== REQUIRED ACTION ==
Lines from the one containing "In this photo, where can the man" through the end of the material below should be given again exactly, with no others.

== EXERCISE DATA ==
_ _ _ _

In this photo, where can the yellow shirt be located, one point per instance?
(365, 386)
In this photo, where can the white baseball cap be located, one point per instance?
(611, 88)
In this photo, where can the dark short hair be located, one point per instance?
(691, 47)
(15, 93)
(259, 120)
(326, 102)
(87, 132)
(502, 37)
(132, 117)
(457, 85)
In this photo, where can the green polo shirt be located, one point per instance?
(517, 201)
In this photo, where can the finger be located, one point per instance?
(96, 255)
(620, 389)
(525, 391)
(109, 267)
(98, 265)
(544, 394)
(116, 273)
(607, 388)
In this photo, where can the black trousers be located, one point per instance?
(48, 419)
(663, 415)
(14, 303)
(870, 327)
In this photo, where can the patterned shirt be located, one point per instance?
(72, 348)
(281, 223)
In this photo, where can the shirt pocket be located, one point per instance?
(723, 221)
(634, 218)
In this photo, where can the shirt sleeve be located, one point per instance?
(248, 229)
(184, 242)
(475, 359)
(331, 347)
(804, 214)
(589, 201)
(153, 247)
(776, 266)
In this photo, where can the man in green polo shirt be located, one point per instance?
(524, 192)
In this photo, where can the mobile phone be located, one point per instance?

_ _ _ _

== WRITTEN ANSWER ==
In this photo, where can the man in green polo shirt be located, one point per instance?
(524, 192)
In this photo, where can the mobile phone be located, one point per instance?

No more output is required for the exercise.